Given records:
===

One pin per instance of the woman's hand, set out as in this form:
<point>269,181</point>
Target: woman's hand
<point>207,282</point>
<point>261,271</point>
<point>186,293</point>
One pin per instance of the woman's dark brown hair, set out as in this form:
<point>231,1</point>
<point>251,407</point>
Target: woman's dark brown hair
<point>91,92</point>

===

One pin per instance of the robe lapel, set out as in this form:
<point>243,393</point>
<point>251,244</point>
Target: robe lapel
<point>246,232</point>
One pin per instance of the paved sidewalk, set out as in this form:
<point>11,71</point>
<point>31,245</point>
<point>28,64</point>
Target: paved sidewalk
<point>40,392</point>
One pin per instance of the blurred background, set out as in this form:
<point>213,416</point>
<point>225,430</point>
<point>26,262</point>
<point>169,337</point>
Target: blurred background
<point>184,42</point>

===

Problem: For every line above that holds the word "this", report the whole line.

Exercise solution:
One pin per instance of the woman's hand, set out as in this form:
One pin per instance of the woman's dark brown hair, set out as in this form:
One pin per instance of the robe lapel, set out as in this form:
One pin per instance of the paved sidewalk, set out as in this form:
One pin per instance of the blurred background, set out as in this form:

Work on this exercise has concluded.